Nel testo sulla certezza morale, in quale canone del diritto canonico si trova il principio per cui il giudice decide ex actis et probatis?

* Estratto del testo:
⁂
Negli ordinamenti statali la legge, con le peculiarità di ciascuno, stabilisce che il giudice debba pronunziarsi ex actis et probatis ma, non è consueto trovare un’ulteriore requisito riguardo la coscienza con cui il giudice stesso emette sentenza. Nel diritto canonico, si ritrova lo stesso principio al can. 1608 §2 però è stato individuato un altro criterio capace di indicare lo stato d’animo del giudice, la certezza morale, basata super acta et probata ponderati in coscienza, necessario appunto per pronunciare la sentenza.

Oltre il riferimento agli ordinamenti statali, quanto all’unicità del concetto di certezza morale, vi si trovano notevoli differenze rispetto al concetto adoperato dai filosofi. Gli stessi filosofi distinguono fra certezza metafisica, fisica e morale che va a discostarsi completamente dal concetto adoperato nel diritto canonico, anche se entrambi si basano sui mores, sul modo di comportarsi.

Nel mondo filosofico la certezza morale esclude la possibilità del contrario, mentre per pronunciare una sentenza in favore dell’attore, il giudice, non la esclude. I filosofi percepiscono tale certezza in senso stretto, cioè come una certezza assoluta, mentre la processualistica canonica si discosta notevolmente dal concetto assoluto di certezza.[38]

L’accezione “morale” della certezza che viene usata nel diritto canonico vigente, anche se presa in prestito dai moralisti, si discosta dalla certezza che viene richiesta secondo i principi di teologia morale. La netta separazione dei due ambiti applicativi non si ritrova soltanto nel fatto che la teologia si riferisce alla moralità degli atti umani mentre la canonistica riguarda l’applicazione della naturale facoltà conoscitiva, ma soprattutto nel fatto che in molti casi, avendo gradi differenti di obblighi morali, basti una minore certezza, cioè una probabilità.[39]

2.4 La certezza morale quale verità reale

Il principio fin qui delineato richiede che il giudice si adegui alla giustizia sostanziale, accogliendo o respingendo le pretese dell’attore; tale esigenza si plasma con la verità reale che deve essere anche realistica[40], cioè fare i conti con la povertà delle capacità umane di conoscere in toto la realtà. Il giudice, per questo motivo, deve valutare in coscienza le prove prodotte dalle parti o richieste ex officio a sostegno dei fatti contrastanti.[41] Lo stesso, sottoscrive la sua decisione valutando l’insieme delle prove, sia che siano state abbondanti, sia che disponga della dichiarazione di una parte.
⁂
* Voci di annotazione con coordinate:
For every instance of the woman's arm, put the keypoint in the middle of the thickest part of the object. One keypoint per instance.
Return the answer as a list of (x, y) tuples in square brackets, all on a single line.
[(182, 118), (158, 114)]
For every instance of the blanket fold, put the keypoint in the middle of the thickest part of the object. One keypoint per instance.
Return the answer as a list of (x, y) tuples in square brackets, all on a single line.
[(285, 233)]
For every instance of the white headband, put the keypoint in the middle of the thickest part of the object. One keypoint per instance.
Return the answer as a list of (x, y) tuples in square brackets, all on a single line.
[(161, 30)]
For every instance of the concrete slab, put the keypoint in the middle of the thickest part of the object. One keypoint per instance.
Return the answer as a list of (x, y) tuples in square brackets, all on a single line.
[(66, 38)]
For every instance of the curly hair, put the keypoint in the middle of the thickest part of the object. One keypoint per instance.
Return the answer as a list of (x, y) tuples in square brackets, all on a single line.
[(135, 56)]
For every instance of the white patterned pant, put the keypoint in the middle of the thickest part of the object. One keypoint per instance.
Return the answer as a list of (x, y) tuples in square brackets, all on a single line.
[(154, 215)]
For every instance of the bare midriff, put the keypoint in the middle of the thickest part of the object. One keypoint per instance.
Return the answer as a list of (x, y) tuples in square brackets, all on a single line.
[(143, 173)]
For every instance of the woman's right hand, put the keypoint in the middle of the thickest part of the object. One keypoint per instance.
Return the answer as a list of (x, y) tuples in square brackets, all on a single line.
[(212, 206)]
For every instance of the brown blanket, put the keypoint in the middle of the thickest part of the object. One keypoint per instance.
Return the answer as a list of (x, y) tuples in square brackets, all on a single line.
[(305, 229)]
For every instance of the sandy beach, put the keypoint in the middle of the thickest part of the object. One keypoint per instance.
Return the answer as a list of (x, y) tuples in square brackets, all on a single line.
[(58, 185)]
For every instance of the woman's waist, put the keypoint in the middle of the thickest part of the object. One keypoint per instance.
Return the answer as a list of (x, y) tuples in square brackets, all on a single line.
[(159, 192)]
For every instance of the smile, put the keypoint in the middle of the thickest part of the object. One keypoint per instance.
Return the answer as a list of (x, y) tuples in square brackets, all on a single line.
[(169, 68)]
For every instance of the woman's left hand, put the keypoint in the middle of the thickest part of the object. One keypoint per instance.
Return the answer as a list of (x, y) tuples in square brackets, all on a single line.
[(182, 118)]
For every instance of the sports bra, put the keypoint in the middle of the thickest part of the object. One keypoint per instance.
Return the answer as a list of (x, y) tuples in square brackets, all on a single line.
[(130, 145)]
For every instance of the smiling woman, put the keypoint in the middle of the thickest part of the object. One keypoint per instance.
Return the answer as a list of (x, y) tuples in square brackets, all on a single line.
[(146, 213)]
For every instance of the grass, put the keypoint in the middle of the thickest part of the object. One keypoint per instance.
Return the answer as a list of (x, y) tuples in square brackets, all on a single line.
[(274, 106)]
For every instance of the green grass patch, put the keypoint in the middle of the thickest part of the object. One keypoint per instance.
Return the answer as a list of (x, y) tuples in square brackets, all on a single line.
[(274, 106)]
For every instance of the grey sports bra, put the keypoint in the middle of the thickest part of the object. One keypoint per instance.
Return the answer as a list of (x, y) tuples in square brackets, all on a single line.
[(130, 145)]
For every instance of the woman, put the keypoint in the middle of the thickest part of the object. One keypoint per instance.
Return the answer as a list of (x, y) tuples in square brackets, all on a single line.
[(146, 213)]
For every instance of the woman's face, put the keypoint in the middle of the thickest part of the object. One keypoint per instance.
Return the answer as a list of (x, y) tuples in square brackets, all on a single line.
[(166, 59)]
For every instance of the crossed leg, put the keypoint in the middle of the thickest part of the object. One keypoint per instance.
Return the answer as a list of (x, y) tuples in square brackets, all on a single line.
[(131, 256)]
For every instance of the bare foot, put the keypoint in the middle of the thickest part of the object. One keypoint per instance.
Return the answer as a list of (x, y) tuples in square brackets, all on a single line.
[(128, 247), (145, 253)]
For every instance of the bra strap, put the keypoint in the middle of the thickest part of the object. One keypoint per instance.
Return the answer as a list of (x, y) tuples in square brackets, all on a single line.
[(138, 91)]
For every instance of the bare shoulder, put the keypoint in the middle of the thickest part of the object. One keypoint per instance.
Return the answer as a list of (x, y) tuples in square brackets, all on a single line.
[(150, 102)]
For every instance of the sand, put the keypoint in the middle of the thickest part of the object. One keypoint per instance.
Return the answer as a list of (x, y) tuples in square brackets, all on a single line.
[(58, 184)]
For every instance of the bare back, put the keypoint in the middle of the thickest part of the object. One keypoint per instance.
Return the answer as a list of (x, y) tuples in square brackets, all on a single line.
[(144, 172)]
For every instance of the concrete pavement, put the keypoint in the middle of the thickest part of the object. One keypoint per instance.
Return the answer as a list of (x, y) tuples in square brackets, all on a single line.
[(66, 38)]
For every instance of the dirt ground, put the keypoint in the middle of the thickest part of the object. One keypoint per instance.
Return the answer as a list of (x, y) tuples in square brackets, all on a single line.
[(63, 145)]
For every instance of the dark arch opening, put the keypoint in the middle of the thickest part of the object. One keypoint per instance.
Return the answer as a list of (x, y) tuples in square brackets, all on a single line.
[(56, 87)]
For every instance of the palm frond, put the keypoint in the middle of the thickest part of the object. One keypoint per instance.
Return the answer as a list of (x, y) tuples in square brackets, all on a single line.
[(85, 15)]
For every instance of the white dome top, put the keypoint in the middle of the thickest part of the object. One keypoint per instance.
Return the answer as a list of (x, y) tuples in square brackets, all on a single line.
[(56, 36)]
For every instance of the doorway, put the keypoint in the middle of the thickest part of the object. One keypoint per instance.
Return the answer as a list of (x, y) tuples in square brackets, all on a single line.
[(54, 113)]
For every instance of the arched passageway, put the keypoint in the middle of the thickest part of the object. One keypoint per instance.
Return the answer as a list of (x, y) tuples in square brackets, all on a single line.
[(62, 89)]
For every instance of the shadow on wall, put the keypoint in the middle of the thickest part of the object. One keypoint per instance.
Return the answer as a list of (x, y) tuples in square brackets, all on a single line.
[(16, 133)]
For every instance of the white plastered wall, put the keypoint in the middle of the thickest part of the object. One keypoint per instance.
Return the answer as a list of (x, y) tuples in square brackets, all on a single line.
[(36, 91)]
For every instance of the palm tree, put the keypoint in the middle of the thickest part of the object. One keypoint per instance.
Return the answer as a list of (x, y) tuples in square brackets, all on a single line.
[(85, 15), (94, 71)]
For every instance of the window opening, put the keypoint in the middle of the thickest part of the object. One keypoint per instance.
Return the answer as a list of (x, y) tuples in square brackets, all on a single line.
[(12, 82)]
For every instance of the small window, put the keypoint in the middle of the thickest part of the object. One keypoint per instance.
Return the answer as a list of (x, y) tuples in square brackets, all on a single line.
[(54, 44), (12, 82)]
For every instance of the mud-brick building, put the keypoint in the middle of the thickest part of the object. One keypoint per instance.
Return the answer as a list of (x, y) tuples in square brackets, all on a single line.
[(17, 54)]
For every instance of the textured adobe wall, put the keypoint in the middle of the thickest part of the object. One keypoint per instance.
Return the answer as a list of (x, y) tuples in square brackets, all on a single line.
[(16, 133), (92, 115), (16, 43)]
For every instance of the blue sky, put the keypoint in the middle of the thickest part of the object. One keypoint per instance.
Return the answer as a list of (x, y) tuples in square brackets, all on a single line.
⁂
* Risposta finale: Nel can. 1608 §2.